Il l'a imprimée à Genève, parce que sa personne ne serait pas sans danger à Belley, et qu'il ne tient pas à être repris par les Frères, pour expier de nouveau dans le cachot le tort d'avoir révélé la vérité.

Le Spectateur, ce journal des prêtres de Genève, s'émeut de cette publication. M. le vicaire Mermillod prend la plume, et, à travers force injures, déclare pontificalement que tout est faux. A l'entendre, le sieur Girard n'est qu'un faussaire, et le pasteur, qui l'a recueilli, une dupe.

Mais qu'est-ce que M. l'abbé Mermillod en sait? Qui le lui a dit? C'est le dominicain Deschamps, celui-là même qui a introduit Girard dans le couvent! Bien mieux, c'est le Révérend Gabriel, le même qui a martyrisé Girard! Ne voilà-t-il pas d'excellentes preuves et de bien respectables témoins! ! Ces Messieurs nient tout, et M. l'abbé chante victoire. Malheureusement les dénégations d'une partie intéressée n'ont jamais fait preuve qu'aux yeux de M. Mermillod et de son journal.

Puisque le Rév. Gabriel se tient pour calomnié, que ne vient-il à Genève porter plainte devant les tribunaux. Nous croyons pouvoir affirmer qu'il - fera un sensible - plaisir à M. Girard, en le mettant en demeure de raconter devant tout le monde, et ouvertement, ce qu'il a vu et ce qu'il a bien voulu taire par égard pour ses lecteurs. A Genève, du moins, le Rév. Gabriel n'a rien à craindre pour sa personne; il n'en serait pas de même de M. Girard, s'il allait à Belley.

Si je prends la plume en cette affaire, ce n'est pas pour répondre aux injures que l'honorable ecclésiastique Mermillod et son adjoint l'éditeur Leclerc ont daigné me prodiguer. Comme ces Messieurs veulent bien dire que j'ai été dupe (c'est l'expression la plus adoucie), je désire mettre au jour quelques faits, qui ne seront pas hors de propos.
# # #
◆ **SÉRIE D'EXERCICES**:
[1] Recopiez le texte sur l'affaire Girard entre « Le Spectateur, ce » et « recueilli, une dupe. », bornes incluses.
[2] Répondez à ces questions sur le texte sur l'affaire Girard :
(a) Quel journal s'émeut de la publication ?
(b) Selon le texte, qui a introduit Girard dans le couvent ?
(c) Quel éditeur est nommé comme adjoint de l'abbé Mermillod ?
# # #
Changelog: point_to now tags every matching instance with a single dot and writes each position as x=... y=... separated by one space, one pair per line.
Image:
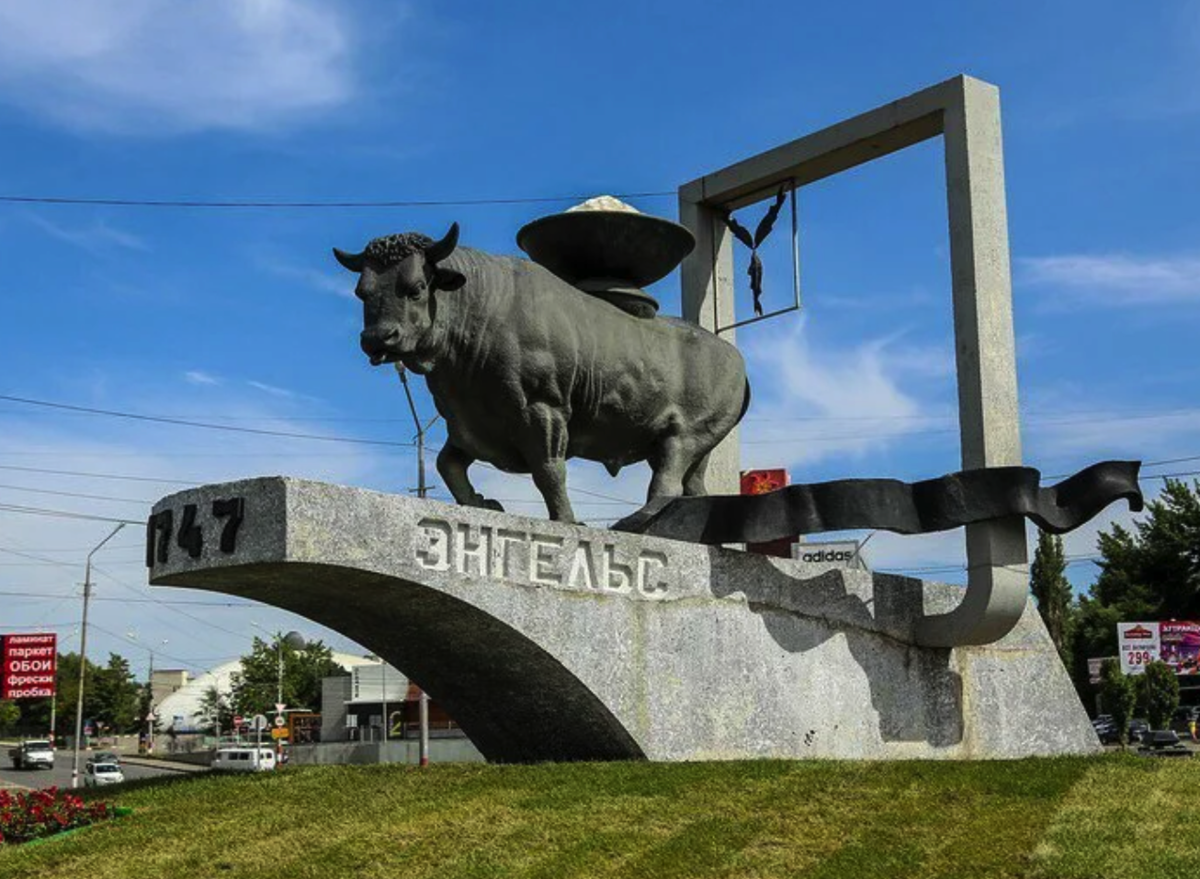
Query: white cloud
x=89 y=455
x=95 y=238
x=198 y=377
x=340 y=283
x=274 y=390
x=813 y=404
x=156 y=65
x=1117 y=279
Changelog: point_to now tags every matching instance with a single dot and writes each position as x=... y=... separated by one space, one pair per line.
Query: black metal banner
x=889 y=504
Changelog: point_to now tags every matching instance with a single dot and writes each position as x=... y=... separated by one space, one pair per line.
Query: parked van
x=245 y=759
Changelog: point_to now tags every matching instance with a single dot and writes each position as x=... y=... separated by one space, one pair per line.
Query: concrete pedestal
x=549 y=641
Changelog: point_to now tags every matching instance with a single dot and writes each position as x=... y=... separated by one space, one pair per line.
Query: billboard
x=761 y=482
x=27 y=665
x=1180 y=645
x=1174 y=641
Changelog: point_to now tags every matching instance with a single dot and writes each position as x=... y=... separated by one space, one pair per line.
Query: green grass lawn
x=1079 y=817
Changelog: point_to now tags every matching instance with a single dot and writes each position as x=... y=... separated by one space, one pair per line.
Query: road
x=60 y=775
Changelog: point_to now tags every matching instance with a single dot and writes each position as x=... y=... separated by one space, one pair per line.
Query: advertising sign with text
x=28 y=664
x=1180 y=645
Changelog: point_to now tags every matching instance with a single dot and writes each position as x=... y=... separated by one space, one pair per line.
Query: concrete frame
x=966 y=113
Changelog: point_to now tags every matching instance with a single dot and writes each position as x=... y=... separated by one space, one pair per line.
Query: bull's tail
x=745 y=402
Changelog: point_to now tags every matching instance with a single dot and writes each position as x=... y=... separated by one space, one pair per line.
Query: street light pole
x=421 y=491
x=294 y=640
x=83 y=653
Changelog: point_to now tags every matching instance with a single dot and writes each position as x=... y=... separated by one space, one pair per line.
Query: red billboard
x=27 y=665
x=761 y=482
x=1179 y=644
x=1173 y=641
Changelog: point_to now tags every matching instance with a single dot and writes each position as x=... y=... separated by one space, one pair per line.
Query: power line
# # #
◆ **CORRIGÉ**:
[1]
Le Spectateur, ce journal des prêtres de Genève, s'émeut de cette publication. M. le vicaire Mermillod prend la plume, et, à travers force injures, déclare pontificalement que tout est faux. A l'entendre, le sieur Girard n'est qu'un faussaire, et le pasteur, qui l'a recueilli, une dupe.

[2]
(a) Le Spectateur.
(b) Le dominicain Deschamps.
(c) Leclerc.